What you need to do:
1 - In the passage below about "The Ring," how much did the group pledge to spend on an evening's entertainment at the Howard Athenæum?
2 - Print everything in the passage below about "The Ring" from "From this we" down to "have preserved them.".

Extract to read:
Out of our poverty and desire for a good time grew some interesting things. A crowd of us who cared for cheap vaudeville went in weekly, on Mondays, to the Howard Athenæum, incidentally the smuttiest and most improper show I have ever seen anywhere—and this in Boston! We pledged ourselves to spend only fifty cents on the evening’s entertainment, and this sum was generally divided as follows——ten cents for car fare, thirty-five cents for a standee ticket, and five cents for a beer, making it necessary to walk back if we failed to beat our way on the street car.

Whenever anyone had what we called a “find”—earned something or had a check outside his allowance—we allowed him to treat, never otherwise. The feed generally consisted of a barrel of beer and several dozen oysters which we put in the coals of the fireplace, and, as they popped open, threw in salt and pepper, and then squeezed their noses together when they were ready to serve.

From this we began dining together once a month, and somehow came to be known as “The Ring.” There were James Duane Lowell (nephew of the poet), Ned Higginson, Ned Walker, Frank Childs Faulkner, Waldo Reed, and others I can’t recall; but although many sought to join us, we never increased our number, and I think therein lay our success. We met each time in a different member’s room, the host of the occasion providing two roast chickens and bread and butter. The others contributed something strictly limited to a dollar in price, which usually turned out to be a bottle of whisky. Each one of us could bring in his chum as a guest, and as we sat around the table, our bellies full and the alcohol sending a glow over our beings, the songs and stories that passed around that board would have been epoch making, could we have preserved them.

Saved data entries
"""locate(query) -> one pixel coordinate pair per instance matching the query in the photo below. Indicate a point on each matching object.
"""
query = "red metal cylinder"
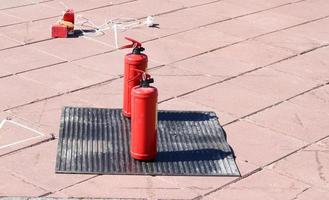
(143, 145)
(135, 63)
(69, 16)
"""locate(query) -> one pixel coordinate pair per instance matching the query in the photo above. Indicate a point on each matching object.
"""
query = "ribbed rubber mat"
(95, 140)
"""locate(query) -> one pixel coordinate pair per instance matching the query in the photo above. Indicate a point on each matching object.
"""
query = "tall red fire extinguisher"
(143, 145)
(135, 63)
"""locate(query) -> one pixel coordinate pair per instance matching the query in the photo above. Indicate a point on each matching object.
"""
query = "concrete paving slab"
(291, 41)
(29, 59)
(108, 95)
(262, 185)
(7, 4)
(9, 19)
(317, 30)
(214, 65)
(127, 187)
(29, 31)
(313, 66)
(46, 114)
(296, 121)
(314, 172)
(6, 43)
(199, 185)
(16, 134)
(80, 6)
(162, 52)
(255, 53)
(212, 40)
(10, 183)
(167, 79)
(177, 21)
(65, 77)
(33, 12)
(271, 20)
(239, 28)
(36, 165)
(313, 193)
(316, 100)
(18, 91)
(71, 48)
(307, 10)
(258, 145)
(263, 80)
(227, 98)
(259, 4)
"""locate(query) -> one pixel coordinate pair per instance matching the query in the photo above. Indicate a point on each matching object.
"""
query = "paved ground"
(262, 65)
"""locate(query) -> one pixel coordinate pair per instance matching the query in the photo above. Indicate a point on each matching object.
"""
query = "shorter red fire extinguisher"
(135, 63)
(64, 27)
(143, 145)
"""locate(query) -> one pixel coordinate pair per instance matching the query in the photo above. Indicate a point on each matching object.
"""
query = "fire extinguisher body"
(134, 64)
(143, 144)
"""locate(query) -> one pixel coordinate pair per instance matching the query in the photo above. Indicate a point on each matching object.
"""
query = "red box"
(58, 31)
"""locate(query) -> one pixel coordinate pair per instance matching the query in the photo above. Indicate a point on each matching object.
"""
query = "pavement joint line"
(277, 103)
(25, 5)
(51, 138)
(262, 167)
(25, 181)
(72, 185)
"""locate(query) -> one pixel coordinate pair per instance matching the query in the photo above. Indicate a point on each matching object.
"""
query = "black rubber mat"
(95, 140)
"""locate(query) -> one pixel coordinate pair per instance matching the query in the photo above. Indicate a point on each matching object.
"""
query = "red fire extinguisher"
(134, 63)
(64, 27)
(143, 145)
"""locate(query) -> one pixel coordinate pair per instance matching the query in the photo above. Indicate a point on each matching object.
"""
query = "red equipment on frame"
(65, 26)
(144, 118)
(135, 63)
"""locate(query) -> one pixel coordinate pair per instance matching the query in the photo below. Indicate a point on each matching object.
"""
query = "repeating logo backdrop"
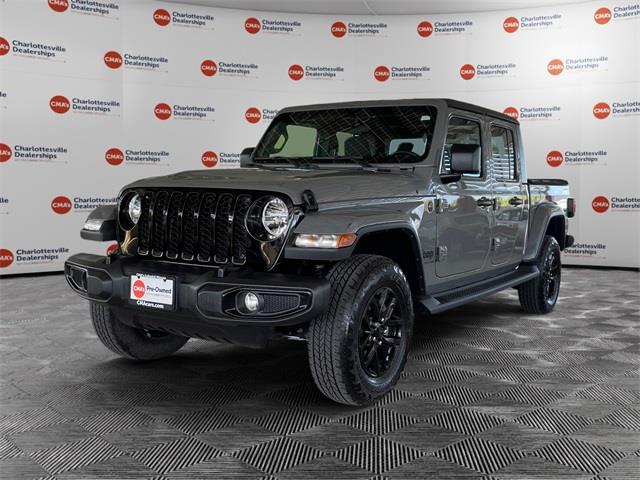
(94, 95)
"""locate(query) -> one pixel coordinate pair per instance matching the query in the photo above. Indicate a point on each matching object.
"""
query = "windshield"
(347, 135)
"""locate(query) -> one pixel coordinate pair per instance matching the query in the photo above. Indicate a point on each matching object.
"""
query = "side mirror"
(100, 226)
(245, 157)
(465, 158)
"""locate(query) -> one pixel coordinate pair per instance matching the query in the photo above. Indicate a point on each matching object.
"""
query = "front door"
(510, 194)
(464, 208)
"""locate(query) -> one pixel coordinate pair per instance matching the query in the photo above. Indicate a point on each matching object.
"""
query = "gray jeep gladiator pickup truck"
(343, 221)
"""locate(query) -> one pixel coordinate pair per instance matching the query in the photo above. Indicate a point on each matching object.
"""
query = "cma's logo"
(209, 159)
(296, 72)
(209, 68)
(6, 257)
(60, 104)
(600, 204)
(601, 110)
(425, 29)
(58, 5)
(554, 158)
(138, 288)
(510, 24)
(61, 205)
(162, 111)
(252, 25)
(114, 156)
(162, 17)
(555, 67)
(252, 115)
(467, 71)
(511, 112)
(602, 16)
(5, 152)
(113, 59)
(4, 46)
(382, 73)
(338, 29)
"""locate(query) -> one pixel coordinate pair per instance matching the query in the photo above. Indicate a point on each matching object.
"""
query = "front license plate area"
(152, 291)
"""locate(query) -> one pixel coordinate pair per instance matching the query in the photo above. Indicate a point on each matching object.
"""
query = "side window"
(503, 154)
(299, 141)
(460, 130)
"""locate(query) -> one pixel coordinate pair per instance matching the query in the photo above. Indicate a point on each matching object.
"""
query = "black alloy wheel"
(551, 277)
(381, 332)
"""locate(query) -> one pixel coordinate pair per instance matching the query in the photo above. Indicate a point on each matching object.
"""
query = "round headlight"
(268, 218)
(132, 209)
(275, 217)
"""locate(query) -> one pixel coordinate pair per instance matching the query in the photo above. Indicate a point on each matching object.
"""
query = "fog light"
(310, 240)
(251, 302)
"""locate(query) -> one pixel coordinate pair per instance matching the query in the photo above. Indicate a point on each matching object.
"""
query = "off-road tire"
(131, 342)
(532, 293)
(333, 338)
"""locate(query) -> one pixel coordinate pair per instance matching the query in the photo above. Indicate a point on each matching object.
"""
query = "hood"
(328, 185)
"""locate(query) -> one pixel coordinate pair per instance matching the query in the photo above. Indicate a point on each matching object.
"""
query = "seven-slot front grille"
(203, 227)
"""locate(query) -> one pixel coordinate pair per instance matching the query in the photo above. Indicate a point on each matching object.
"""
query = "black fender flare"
(539, 222)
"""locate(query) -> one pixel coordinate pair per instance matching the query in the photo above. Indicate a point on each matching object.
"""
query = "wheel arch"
(546, 219)
(400, 243)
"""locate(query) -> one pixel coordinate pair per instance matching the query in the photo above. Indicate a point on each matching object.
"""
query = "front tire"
(540, 294)
(358, 348)
(132, 342)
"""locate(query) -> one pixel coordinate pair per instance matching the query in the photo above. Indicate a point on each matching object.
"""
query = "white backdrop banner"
(97, 93)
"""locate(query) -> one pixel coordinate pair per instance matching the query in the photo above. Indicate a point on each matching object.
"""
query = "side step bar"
(459, 296)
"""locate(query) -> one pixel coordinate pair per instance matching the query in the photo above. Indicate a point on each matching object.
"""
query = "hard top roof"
(442, 102)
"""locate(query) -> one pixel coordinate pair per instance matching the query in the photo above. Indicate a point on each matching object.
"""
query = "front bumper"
(205, 297)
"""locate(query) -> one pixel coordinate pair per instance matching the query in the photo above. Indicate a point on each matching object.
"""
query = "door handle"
(485, 202)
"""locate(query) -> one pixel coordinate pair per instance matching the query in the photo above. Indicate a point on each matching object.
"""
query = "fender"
(351, 221)
(540, 217)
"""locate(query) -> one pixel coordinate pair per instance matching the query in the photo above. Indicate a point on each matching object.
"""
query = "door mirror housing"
(245, 157)
(466, 158)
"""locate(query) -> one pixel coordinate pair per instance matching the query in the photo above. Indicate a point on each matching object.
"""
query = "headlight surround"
(131, 210)
(268, 218)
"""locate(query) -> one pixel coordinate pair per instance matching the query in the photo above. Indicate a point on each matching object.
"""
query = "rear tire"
(540, 294)
(358, 348)
(132, 342)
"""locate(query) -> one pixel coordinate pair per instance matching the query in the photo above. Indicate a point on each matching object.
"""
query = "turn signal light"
(314, 240)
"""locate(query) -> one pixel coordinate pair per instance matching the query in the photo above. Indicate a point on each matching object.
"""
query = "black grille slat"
(206, 220)
(190, 226)
(159, 224)
(145, 223)
(196, 226)
(223, 224)
(240, 237)
(174, 225)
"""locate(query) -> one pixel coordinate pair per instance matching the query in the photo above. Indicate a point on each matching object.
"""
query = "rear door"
(464, 208)
(510, 194)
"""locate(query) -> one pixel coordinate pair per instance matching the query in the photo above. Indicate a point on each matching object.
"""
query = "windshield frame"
(426, 159)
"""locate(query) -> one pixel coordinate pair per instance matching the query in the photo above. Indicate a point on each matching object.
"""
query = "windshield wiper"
(306, 162)
(298, 162)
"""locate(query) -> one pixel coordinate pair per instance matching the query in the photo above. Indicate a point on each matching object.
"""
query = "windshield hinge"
(309, 199)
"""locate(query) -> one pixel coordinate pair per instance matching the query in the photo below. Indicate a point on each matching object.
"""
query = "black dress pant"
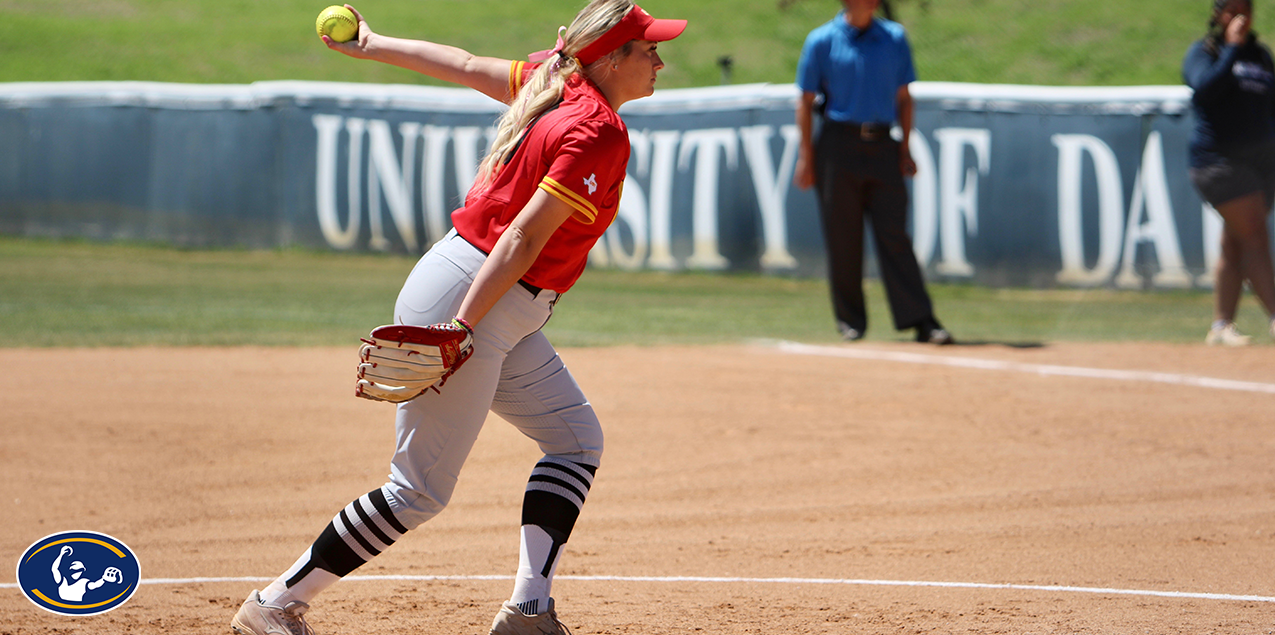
(859, 180)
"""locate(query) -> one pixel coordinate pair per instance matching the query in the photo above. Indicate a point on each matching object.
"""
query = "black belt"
(536, 291)
(867, 131)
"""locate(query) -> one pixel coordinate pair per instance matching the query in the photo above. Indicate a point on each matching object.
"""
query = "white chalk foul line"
(1029, 369)
(1097, 591)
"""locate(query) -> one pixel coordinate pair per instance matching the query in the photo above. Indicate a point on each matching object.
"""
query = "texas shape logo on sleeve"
(78, 573)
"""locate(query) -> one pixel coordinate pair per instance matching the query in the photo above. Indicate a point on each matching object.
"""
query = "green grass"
(1063, 42)
(91, 295)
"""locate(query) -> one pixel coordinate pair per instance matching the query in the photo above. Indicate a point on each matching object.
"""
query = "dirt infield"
(745, 490)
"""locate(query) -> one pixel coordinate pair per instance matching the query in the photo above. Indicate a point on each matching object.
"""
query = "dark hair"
(1216, 32)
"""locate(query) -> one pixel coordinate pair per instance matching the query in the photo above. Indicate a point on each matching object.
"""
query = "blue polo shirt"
(858, 72)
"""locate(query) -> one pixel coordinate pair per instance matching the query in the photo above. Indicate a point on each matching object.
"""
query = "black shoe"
(933, 333)
(849, 333)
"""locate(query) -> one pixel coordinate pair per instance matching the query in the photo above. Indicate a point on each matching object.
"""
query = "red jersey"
(578, 152)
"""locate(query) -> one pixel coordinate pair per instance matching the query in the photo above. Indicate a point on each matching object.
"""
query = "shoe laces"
(293, 617)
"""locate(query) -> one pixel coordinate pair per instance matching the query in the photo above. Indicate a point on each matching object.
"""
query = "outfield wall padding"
(1016, 185)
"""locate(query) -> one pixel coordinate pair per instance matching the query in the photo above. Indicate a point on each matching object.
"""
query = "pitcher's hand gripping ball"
(400, 362)
(338, 23)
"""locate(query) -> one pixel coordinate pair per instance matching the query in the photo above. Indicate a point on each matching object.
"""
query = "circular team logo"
(78, 573)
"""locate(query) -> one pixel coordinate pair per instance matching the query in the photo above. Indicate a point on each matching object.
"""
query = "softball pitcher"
(545, 194)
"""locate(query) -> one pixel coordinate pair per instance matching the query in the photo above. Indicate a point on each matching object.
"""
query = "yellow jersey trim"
(515, 78)
(570, 198)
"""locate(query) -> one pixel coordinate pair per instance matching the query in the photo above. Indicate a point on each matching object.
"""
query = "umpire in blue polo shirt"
(857, 69)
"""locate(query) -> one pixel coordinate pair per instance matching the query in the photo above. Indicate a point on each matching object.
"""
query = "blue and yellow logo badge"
(78, 573)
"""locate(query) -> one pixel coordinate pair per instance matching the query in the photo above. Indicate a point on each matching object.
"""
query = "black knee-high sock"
(358, 533)
(551, 505)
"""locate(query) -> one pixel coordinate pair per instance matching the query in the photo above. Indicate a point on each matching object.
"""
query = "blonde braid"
(545, 87)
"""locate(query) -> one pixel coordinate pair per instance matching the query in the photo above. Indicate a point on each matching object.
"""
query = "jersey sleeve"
(907, 69)
(588, 170)
(519, 72)
(810, 72)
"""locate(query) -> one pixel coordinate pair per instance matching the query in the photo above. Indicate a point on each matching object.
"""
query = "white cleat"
(1225, 335)
(511, 621)
(258, 619)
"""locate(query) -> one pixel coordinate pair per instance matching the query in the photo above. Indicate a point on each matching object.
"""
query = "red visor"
(636, 24)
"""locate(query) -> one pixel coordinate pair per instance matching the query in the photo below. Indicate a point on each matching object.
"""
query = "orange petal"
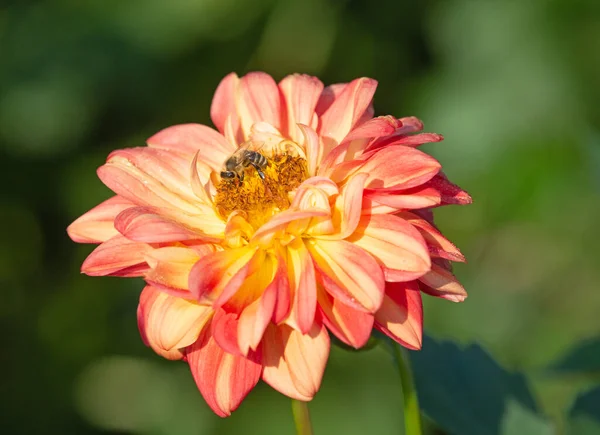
(347, 109)
(395, 243)
(256, 316)
(438, 245)
(97, 225)
(348, 208)
(312, 147)
(401, 314)
(142, 225)
(442, 283)
(168, 323)
(397, 167)
(348, 273)
(303, 290)
(170, 266)
(278, 222)
(223, 103)
(150, 177)
(224, 329)
(224, 380)
(351, 326)
(216, 277)
(258, 100)
(376, 202)
(117, 256)
(294, 362)
(300, 95)
(191, 138)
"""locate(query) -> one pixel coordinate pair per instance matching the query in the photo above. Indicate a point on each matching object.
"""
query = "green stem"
(412, 414)
(301, 417)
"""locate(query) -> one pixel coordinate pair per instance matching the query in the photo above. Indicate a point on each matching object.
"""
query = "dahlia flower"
(246, 279)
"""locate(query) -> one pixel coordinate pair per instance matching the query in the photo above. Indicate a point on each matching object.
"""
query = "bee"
(236, 164)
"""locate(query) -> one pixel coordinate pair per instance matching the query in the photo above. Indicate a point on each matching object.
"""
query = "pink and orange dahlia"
(247, 279)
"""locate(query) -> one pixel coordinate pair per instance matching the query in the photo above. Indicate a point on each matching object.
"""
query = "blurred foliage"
(514, 87)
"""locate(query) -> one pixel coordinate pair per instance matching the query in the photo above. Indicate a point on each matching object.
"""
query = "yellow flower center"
(260, 199)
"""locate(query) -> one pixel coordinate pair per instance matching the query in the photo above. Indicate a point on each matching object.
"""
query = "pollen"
(260, 199)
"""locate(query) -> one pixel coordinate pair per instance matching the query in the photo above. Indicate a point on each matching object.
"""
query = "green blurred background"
(513, 85)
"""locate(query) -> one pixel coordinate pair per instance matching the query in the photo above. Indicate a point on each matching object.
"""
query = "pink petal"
(142, 225)
(401, 314)
(224, 380)
(450, 193)
(312, 147)
(223, 104)
(415, 198)
(258, 100)
(396, 167)
(351, 326)
(256, 317)
(224, 329)
(278, 222)
(438, 245)
(191, 138)
(216, 277)
(442, 283)
(347, 109)
(294, 362)
(170, 266)
(300, 95)
(168, 323)
(150, 177)
(117, 256)
(348, 273)
(396, 244)
(302, 283)
(97, 225)
(348, 208)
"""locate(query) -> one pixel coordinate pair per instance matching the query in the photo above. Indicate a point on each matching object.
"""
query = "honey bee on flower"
(327, 229)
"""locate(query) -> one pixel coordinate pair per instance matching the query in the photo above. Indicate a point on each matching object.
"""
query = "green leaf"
(464, 390)
(519, 420)
(584, 358)
(584, 417)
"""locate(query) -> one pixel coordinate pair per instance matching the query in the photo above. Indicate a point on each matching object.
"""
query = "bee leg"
(258, 170)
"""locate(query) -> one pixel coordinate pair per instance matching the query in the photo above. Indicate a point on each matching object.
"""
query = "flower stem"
(301, 417)
(412, 414)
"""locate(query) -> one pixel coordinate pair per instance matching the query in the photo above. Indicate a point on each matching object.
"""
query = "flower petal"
(150, 177)
(216, 277)
(224, 380)
(223, 103)
(300, 95)
(256, 317)
(117, 256)
(258, 100)
(395, 167)
(438, 245)
(168, 323)
(396, 244)
(401, 314)
(442, 283)
(97, 225)
(351, 326)
(191, 138)
(348, 273)
(348, 208)
(171, 266)
(312, 147)
(142, 225)
(303, 290)
(347, 109)
(294, 362)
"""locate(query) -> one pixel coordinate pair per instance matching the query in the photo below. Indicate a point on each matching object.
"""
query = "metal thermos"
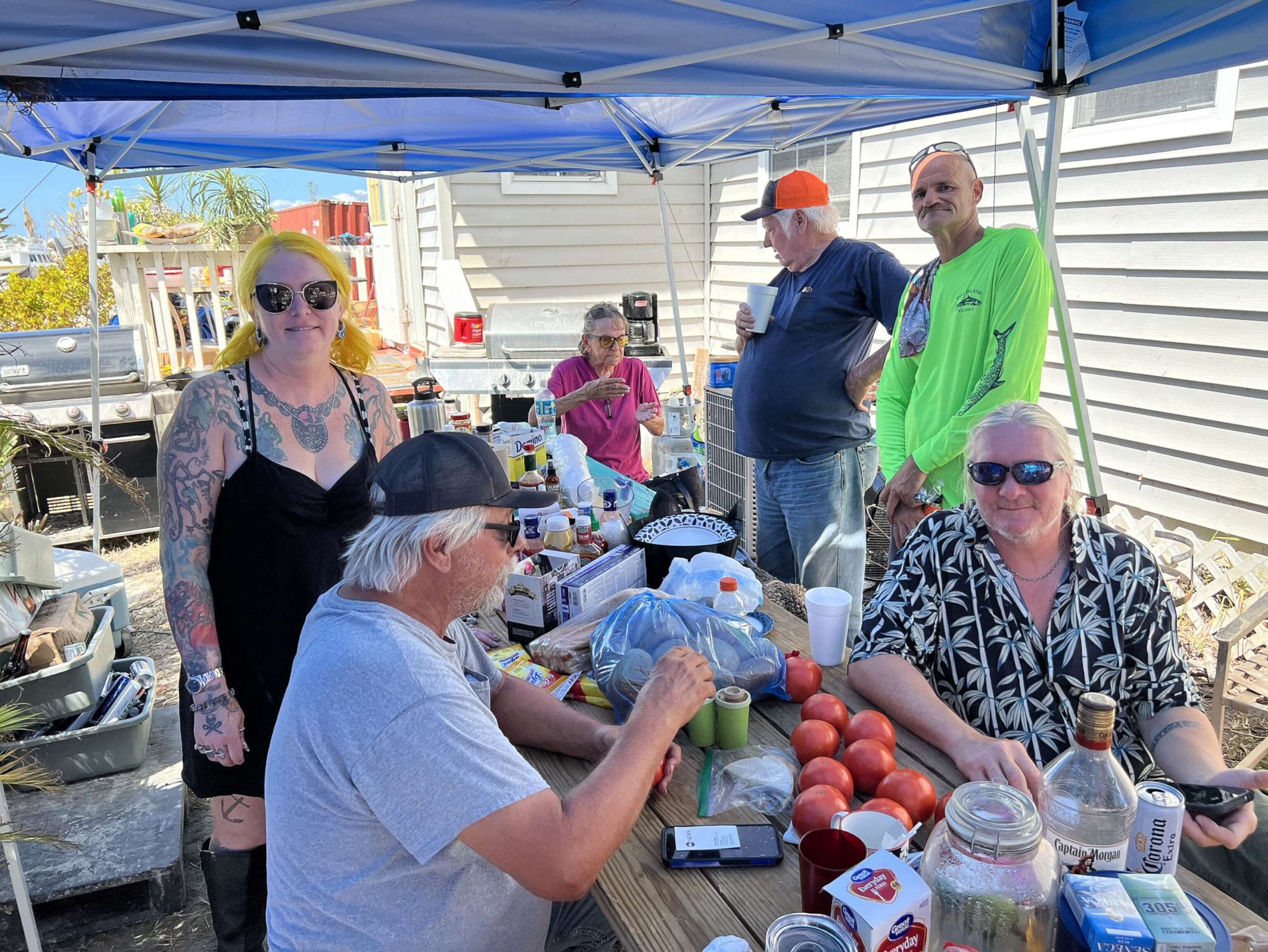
(426, 411)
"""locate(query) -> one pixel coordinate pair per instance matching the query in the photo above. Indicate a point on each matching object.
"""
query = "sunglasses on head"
(954, 147)
(277, 298)
(1030, 473)
(511, 530)
(608, 343)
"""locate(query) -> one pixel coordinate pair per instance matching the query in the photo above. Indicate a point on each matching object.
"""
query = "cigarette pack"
(1106, 914)
(1171, 918)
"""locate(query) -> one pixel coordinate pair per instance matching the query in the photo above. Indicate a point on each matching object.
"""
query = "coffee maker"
(639, 310)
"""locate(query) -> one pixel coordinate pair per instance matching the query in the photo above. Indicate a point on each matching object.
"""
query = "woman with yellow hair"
(264, 473)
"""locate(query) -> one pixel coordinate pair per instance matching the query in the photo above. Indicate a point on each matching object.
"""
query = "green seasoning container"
(732, 705)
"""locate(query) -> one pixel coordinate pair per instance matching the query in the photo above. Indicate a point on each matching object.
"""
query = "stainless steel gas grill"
(523, 345)
(45, 378)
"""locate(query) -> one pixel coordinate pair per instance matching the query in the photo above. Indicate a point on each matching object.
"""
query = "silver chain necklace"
(1060, 558)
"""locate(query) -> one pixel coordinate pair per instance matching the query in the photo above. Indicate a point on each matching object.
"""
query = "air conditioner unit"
(728, 476)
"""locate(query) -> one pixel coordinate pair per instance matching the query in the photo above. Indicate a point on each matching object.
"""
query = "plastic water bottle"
(728, 601)
(544, 406)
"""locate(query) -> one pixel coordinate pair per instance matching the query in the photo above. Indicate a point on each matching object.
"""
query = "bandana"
(915, 331)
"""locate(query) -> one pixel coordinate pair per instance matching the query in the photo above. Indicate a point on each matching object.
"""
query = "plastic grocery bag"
(757, 776)
(628, 643)
(698, 580)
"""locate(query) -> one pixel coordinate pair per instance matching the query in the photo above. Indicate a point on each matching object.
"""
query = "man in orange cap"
(970, 338)
(800, 384)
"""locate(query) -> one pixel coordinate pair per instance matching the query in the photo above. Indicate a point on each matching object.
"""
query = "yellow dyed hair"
(354, 352)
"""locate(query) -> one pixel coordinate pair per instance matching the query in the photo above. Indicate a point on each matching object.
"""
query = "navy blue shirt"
(789, 395)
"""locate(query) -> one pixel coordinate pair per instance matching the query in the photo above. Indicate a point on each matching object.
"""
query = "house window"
(378, 207)
(828, 160)
(560, 183)
(1175, 95)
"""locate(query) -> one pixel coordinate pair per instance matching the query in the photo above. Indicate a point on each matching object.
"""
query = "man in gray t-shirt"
(400, 814)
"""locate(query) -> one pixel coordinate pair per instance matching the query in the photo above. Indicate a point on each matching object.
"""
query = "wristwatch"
(197, 682)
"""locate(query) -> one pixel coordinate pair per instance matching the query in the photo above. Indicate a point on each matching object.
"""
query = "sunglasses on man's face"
(511, 530)
(277, 298)
(1030, 473)
(609, 343)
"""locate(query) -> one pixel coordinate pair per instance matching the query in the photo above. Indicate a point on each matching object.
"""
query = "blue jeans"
(812, 529)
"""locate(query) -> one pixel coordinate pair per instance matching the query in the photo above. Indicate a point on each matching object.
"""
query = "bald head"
(945, 194)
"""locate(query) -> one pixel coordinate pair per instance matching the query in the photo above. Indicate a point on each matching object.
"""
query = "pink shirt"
(613, 442)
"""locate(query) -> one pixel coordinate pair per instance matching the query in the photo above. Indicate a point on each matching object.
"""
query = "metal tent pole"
(1043, 182)
(94, 340)
(658, 183)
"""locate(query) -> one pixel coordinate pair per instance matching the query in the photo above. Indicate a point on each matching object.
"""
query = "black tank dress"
(277, 544)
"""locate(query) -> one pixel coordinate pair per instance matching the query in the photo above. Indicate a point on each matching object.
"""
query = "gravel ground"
(191, 930)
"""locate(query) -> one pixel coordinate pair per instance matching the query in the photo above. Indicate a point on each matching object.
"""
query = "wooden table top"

Set of answers:
1 - Fifty cents.

2 -
From this we began dining together once a month, and somehow came to be known as “The Ring.” There were James Duane Lowell (nephew of the poet), Ned Higginson, Ned Walker, Frank Childs Faulkner, Waldo Reed, and others I can’t recall; but although many sought to join us, we never increased our number, and I think therein lay our success. We met each time in a different member’s room, the host of the occasion providing two roast chickens and bread and butter. The others contributed something strictly limited to a dollar in price, which usually turned out to be a bottle of whisky. Each one of us could bring in his chum as a guest, and as we sat around the table, our bellies full and the alcohol sending a glow over our beings, the songs and stories that passed around that board would have been epoch making, could we have preserved them.